Exercise directions: Condense the paragraph of the blog comments below that begins "As the mother of two sons" into two sentences, keeping its main facts.

The Working Home Keeper said...

As the mother of two sons (and a daughter!), I know the kind of woman I wish for my sons to marry. I would want her to be loving, gentle, kind, respectful with a spirit to serve. And, then I realized that in order for my sons to recognize that kind of woman when they are older, they must see me reflect those qualities while they are young.

Great post!

Mary Ellen
The Working Home Keeper

His Handmaidens said...

You have good insight into boys, so I hope someday you have some of your own to raise. My son is only a year and a half, but many of those distinctly masculine traits are already apparent. He loves to "help", take care of his baby sister (and me), and is quite the little problem solver. A cute story: my husband regularly tells me I'm pretty(even in my sweatshirt) and my son has picked up on this. When he was 6 months old I put on cocktail dress for a date with my husband who asked our son if mommy looked pretty. He gave me a brief study and then gave me a coy, flirtatious smile(which he is very good at). He now has a special smile for when he thinks mommy or his sister look pretty and I think this is just the beginning of him learning to properly admire the differences between men and women. Now it is just a matter a training!

Collected material:

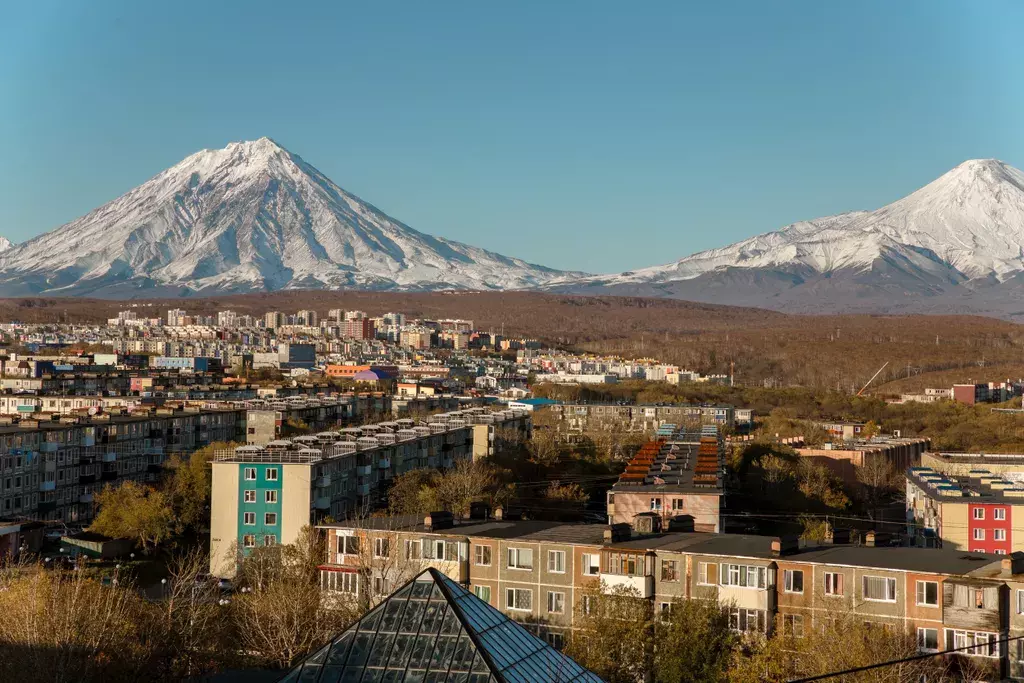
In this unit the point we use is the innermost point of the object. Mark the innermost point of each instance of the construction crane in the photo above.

Solution to this problem: A mother of two sons and a daughter wants her sons to marry a woman who is loving, gentle, kind and respectful, with a spirit to serve. She realized that, for her sons to recognize such a woman when they are older, they must see her reflect those qualities while they are young.